**AIM**: Render every line of the items below as a numbered list, omitting any blank lines.

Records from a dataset
+++

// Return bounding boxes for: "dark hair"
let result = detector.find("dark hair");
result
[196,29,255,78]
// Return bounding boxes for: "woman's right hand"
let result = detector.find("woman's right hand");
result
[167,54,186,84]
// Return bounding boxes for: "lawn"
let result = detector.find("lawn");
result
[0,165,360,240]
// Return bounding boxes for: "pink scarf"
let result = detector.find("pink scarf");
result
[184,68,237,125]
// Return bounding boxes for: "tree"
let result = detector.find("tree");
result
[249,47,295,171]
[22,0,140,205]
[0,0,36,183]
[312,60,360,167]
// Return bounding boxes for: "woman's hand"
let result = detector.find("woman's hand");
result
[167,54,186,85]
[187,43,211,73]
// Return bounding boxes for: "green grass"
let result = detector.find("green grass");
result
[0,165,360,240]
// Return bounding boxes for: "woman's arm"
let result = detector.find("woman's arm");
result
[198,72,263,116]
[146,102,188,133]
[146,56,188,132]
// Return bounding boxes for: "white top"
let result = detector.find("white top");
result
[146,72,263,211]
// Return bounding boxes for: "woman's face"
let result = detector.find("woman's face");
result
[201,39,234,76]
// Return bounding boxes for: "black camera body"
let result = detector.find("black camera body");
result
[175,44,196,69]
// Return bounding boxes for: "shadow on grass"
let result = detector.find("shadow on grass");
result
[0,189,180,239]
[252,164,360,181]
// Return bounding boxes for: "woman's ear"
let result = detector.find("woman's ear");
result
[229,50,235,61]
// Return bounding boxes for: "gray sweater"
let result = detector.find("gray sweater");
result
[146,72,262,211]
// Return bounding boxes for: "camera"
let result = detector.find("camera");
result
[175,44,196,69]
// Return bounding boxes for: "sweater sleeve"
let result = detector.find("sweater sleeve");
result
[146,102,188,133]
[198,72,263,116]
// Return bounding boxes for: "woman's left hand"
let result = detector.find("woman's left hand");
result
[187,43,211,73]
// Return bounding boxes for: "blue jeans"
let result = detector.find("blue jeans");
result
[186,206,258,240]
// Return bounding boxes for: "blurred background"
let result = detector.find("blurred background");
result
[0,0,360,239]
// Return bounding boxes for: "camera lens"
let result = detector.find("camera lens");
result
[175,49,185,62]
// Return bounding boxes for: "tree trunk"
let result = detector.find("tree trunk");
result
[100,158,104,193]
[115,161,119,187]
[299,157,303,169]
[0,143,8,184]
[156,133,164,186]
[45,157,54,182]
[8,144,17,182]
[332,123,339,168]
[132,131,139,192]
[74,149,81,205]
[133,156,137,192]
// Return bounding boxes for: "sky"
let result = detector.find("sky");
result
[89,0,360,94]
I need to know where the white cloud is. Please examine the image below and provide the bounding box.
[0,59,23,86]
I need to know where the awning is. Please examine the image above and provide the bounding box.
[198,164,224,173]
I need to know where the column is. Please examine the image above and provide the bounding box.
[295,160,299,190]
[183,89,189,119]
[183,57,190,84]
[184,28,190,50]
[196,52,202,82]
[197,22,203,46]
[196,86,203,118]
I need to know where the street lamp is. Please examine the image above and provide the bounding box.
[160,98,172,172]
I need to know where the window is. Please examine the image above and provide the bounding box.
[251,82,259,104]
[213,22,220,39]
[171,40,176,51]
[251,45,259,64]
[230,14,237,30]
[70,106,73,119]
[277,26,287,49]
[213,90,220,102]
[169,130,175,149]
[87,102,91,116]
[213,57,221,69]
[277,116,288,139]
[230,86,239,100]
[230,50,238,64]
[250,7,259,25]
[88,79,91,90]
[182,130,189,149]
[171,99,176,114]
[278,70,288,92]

+++

**RESPONSE**:
1. // Return bounding boxes for: "dark hair"
2. let result = detector.find("dark hair");
3. result
4. [196,29,255,78]
5. // Return bounding boxes for: "woman's right hand"
6. let result = detector.find("woman's right hand");
7. result
8. [167,54,186,84]
9. // Return bounding boxes for: "lawn"
10. let result = detector.find("lawn");
11. result
12. [0,165,360,240]
13. // Return bounding boxes for: "pink scarf"
14. let result = detector.find("pink scarf");
15. result
16. [184,68,237,125]
17. // Return bounding boxes for: "tree"
18. let result = detector.find("tree");
19. result
20. [249,47,295,171]
21. [22,0,140,205]
22. [0,0,36,183]
23. [312,60,360,167]
24. // Return bounding boxes for: "woman's hand"
25. let result = detector.find("woman's hand");
26. result
27. [167,54,186,85]
28. [187,43,211,73]
29. // Return bounding boxes for: "green grass"
30. let result = detector.find("green grass");
31. result
32. [0,165,360,240]
33. // Return bounding boxes for: "woman's arm"
34. let result = detector.find("woman's arm");
35. result
36. [198,72,263,116]
37. [146,102,188,133]
38. [146,56,188,132]
39. // Return bounding boxes for: "white top"
40. let result = detector.find("white top");
41. result
42. [146,72,263,211]
43. // Return bounding boxes for: "woman's face"
44. let result = detector.find("woman's face");
45. result
46. [201,39,234,76]
47. // Return bounding boxes for: "black camera body"
48. let result = detector.find("black camera body");
49. result
50. [175,44,196,69]
51. // Return bounding boxes for: "shadow on grass"
52. let result = detector.find("shadow on grass");
53. result
54. [0,189,180,239]
55. [252,164,360,181]
56. // Return bounding boxes for: "woman's ear"
57. let result = detector.find("woman's ear");
58. result
59. [229,50,235,61]
60. // Return bounding boxes for: "gray sweater"
61. let result = detector.find("gray sweater");
62. result
63. [146,72,262,211]
64. // Return bounding boxes for: "camera"
65. let result = detector.find("camera");
66. result
67. [175,44,196,69]
68. // Return bounding boxes for: "sweater sleeve"
69. let result = detector.find("sweater sleeve");
70. result
71. [146,102,188,133]
72. [198,72,263,116]
73. // Return bounding boxes for: "woman's left hand"
74. let result = detector.find("woman's left hand");
75. result
76. [187,43,211,73]
77. // Return bounding boxes for: "blue jeans"
78. let result = detector.find("blue jeans");
79. result
80. [186,206,258,240]
81. // Return bounding boxes for: "blurred background"
82. let result = detector.find("blurred background");
83. result
84. [0,0,360,239]
85. // Return bounding boxes for: "camera lens"
86. let result = detector.find("camera lens");
87. result
88. [175,49,185,62]
89. // Return bounding boxes for: "tree trunk"
90. let result = detector.find("tree trunk");
91. result
92. [100,158,104,193]
93. [115,161,119,187]
94. [299,157,303,169]
95. [0,143,8,184]
96. [156,133,164,186]
97. [45,157,54,182]
98. [8,144,17,182]
99. [332,123,339,168]
100. [132,131,139,192]
101. [74,149,81,205]
102. [133,156,137,192]
103. // Return bounding boxes for: "sky"
104. let result = detector.find("sky");
105. result
106. [89,0,360,94]
107. I need to know where the white cloud is. Please examine the image below and provide the bounding box.
108. [0,59,23,86]
109. I need to know where the awning is. Please examine the image above and provide the bounding box.
110. [198,164,224,173]
111. I need to know where the column is. Please examine the image above and provide the bounding box.
112. [295,160,299,190]
113. [183,89,189,119]
114. [183,57,190,84]
115. [184,28,190,50]
116. [196,52,202,82]
117. [197,22,203,46]
118. [196,86,203,118]
119. I need to know where the street lamp is. Please examine the image above and provide the bounding box.
120. [160,98,172,172]
121. I need to know where the window is. Please examine the image above and provide the bounding box.
122. [251,82,259,104]
123. [213,22,220,39]
124. [171,40,176,51]
125. [251,45,259,64]
126. [230,14,237,30]
127. [70,106,73,119]
128. [277,26,287,49]
129. [213,90,220,102]
130. [169,130,175,149]
131. [87,102,91,116]
132. [213,57,221,69]
133. [277,116,288,139]
134. [230,86,239,100]
135. [230,50,238,64]
136. [250,7,259,25]
137. [88,79,91,90]
138. [182,130,189,149]
139. [171,99,176,114]
140. [278,70,288,92]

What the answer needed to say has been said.